**Aim of the task:** Pick out every line of the records that contains the word "wildflower" and copy each one as it stands.

**Record set:**
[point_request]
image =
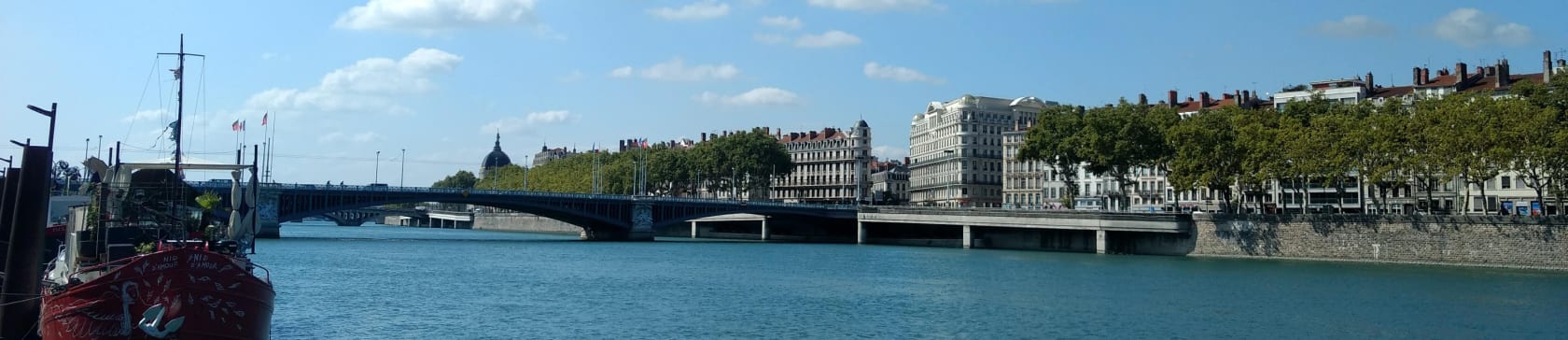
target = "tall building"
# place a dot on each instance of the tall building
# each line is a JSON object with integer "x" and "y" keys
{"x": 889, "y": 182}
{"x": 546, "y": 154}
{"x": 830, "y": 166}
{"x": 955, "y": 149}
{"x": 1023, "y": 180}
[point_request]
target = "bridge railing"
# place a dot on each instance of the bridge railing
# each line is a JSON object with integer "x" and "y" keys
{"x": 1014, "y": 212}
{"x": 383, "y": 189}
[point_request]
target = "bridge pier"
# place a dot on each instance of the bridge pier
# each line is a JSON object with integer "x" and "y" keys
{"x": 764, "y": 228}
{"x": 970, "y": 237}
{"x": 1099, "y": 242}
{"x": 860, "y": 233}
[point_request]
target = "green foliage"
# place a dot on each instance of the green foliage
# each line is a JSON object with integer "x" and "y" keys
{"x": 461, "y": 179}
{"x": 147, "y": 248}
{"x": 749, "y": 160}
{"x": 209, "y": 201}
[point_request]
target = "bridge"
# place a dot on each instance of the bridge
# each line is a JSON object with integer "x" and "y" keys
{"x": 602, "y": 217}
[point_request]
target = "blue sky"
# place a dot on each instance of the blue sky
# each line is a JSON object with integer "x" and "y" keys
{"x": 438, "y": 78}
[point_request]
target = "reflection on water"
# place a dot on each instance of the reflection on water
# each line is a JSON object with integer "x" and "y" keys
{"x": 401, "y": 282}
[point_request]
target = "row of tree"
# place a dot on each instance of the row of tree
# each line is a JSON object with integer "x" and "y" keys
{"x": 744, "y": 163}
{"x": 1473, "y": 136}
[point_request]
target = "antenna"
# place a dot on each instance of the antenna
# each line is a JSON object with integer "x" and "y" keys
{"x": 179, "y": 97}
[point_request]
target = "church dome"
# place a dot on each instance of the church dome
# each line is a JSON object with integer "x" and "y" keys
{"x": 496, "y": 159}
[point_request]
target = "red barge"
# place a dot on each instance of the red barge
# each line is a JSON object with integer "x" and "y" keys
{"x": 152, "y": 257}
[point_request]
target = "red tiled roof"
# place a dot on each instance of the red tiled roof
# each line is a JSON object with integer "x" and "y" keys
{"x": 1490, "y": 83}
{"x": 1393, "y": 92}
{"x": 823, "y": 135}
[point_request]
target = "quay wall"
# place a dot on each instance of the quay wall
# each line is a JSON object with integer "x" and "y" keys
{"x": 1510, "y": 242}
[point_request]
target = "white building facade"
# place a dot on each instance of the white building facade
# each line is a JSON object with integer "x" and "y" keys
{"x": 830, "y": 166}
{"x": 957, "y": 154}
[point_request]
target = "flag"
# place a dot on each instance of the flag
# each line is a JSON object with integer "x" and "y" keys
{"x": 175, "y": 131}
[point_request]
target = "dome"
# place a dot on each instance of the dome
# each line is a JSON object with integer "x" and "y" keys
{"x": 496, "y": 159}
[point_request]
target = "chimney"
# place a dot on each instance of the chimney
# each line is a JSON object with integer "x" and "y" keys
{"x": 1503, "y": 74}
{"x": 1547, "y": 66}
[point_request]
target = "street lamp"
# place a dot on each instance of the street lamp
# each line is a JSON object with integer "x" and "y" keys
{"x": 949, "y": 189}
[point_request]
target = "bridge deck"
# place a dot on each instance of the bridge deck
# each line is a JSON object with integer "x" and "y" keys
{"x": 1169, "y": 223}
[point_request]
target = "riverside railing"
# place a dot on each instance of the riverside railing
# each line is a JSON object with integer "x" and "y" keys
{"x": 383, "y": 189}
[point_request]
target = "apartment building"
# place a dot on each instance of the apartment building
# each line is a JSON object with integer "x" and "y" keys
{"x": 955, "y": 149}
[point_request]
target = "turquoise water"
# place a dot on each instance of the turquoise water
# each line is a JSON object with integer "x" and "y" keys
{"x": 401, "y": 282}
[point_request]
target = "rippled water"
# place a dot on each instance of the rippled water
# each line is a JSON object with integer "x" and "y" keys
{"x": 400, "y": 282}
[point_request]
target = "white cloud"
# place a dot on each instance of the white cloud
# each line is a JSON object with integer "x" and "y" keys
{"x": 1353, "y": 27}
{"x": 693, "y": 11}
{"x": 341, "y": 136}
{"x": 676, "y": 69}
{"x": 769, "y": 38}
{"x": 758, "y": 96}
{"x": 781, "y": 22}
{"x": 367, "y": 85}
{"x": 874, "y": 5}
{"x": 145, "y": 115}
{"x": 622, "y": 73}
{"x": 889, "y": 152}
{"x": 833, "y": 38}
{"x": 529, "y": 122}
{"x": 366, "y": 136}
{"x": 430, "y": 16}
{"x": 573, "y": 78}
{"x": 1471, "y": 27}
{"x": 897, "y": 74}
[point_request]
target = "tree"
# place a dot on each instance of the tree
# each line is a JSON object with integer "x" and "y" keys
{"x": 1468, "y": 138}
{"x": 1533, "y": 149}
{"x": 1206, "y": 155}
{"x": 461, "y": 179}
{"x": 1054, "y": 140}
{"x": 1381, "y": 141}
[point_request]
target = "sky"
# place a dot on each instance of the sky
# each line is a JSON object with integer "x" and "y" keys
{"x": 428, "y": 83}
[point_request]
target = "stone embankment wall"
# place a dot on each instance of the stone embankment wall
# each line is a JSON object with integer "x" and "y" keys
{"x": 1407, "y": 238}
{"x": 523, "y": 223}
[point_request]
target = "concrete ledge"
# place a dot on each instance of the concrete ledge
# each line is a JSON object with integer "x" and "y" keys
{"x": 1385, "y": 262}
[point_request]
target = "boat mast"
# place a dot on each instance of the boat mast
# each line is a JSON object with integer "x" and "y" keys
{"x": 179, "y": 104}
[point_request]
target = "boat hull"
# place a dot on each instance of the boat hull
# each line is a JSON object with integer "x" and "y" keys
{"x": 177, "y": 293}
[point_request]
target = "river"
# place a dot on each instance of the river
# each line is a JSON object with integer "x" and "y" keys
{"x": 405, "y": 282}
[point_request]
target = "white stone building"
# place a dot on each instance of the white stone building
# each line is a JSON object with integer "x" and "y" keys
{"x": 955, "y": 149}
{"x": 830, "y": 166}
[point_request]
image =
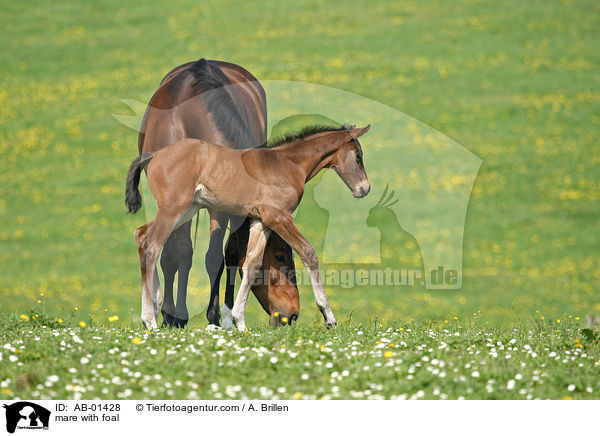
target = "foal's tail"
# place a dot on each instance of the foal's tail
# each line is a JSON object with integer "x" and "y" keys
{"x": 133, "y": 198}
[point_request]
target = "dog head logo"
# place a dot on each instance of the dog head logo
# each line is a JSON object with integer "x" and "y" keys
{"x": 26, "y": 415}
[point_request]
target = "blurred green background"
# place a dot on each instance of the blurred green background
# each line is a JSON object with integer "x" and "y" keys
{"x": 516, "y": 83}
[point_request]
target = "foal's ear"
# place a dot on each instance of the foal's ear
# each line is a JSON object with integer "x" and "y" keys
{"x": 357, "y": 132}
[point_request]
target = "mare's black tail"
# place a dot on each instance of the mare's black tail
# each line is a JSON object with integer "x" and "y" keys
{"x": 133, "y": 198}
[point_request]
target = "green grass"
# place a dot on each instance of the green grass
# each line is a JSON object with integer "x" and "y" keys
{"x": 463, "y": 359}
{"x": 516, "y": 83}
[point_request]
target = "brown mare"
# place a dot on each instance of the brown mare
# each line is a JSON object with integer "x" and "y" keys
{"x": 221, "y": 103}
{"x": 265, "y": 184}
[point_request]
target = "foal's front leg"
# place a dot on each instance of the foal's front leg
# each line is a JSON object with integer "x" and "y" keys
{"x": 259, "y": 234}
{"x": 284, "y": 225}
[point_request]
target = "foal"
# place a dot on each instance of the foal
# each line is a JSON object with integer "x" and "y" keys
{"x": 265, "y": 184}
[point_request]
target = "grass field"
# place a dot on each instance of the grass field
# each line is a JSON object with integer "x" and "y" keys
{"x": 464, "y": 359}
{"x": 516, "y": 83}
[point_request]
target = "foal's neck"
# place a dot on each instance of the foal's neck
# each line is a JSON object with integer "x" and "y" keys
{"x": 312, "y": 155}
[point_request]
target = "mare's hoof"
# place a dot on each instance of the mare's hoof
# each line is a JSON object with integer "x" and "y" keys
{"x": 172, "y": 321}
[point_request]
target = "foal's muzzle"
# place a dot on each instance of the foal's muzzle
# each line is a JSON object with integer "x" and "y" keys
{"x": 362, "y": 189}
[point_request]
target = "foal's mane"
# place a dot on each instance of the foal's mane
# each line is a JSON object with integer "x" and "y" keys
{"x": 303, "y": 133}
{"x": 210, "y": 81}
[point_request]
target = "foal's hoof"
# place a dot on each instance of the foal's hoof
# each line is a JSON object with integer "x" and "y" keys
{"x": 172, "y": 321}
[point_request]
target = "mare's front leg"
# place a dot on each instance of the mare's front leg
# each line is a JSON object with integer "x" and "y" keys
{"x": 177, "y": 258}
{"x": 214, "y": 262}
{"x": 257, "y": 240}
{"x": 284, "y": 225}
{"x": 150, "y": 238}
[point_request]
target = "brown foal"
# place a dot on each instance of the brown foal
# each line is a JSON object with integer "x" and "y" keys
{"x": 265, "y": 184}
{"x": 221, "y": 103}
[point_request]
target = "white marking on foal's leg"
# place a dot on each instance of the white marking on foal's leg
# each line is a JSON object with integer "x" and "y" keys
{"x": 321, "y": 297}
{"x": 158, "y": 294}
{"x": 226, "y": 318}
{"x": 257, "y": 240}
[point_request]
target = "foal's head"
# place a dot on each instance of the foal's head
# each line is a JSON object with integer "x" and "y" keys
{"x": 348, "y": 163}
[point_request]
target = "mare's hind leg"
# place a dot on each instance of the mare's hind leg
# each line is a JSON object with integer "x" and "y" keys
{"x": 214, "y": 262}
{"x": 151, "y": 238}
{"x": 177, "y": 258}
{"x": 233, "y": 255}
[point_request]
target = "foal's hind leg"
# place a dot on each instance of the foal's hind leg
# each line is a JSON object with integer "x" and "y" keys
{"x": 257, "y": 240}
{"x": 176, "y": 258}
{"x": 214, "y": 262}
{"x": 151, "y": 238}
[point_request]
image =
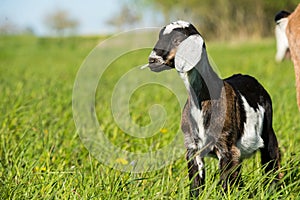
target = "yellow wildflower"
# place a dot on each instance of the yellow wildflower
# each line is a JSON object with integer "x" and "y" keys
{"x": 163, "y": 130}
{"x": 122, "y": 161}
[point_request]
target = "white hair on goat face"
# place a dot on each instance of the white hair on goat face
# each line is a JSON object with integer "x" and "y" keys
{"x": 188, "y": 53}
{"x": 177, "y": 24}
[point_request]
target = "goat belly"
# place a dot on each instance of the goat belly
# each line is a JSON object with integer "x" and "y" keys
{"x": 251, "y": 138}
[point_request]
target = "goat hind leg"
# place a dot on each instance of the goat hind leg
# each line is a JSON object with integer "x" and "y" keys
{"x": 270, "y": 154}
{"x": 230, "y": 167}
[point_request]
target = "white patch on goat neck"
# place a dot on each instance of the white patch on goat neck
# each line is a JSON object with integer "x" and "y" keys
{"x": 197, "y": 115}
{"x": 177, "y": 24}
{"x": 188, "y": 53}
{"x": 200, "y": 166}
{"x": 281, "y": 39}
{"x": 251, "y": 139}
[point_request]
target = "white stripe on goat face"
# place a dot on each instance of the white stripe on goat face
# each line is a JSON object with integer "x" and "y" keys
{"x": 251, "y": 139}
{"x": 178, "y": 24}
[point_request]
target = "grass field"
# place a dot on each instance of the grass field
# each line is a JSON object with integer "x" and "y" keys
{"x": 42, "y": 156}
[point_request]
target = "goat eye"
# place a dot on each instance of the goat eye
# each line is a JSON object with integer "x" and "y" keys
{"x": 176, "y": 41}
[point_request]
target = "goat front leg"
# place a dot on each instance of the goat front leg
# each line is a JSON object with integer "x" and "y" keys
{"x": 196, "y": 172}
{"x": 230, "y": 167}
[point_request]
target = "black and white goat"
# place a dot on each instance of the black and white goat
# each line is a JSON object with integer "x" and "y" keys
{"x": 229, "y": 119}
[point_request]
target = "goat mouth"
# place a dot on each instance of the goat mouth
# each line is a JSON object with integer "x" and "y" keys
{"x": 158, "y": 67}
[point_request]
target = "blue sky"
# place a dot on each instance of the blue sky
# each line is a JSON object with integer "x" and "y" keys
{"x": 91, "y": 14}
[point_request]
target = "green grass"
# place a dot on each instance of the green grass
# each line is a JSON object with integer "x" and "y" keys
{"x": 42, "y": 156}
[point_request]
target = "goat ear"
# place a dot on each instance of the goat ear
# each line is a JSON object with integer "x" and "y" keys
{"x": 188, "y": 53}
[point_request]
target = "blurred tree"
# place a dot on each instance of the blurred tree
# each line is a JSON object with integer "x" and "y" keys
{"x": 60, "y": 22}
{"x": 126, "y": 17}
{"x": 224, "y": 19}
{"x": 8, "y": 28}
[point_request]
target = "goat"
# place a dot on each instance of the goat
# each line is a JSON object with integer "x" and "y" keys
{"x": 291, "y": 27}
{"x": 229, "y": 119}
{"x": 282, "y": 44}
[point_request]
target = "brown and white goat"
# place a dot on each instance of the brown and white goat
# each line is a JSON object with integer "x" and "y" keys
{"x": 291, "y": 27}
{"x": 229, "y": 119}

**Solved exercise:**
target = "yellow wildflower"
# place a dot on each instance of the yellow wildflower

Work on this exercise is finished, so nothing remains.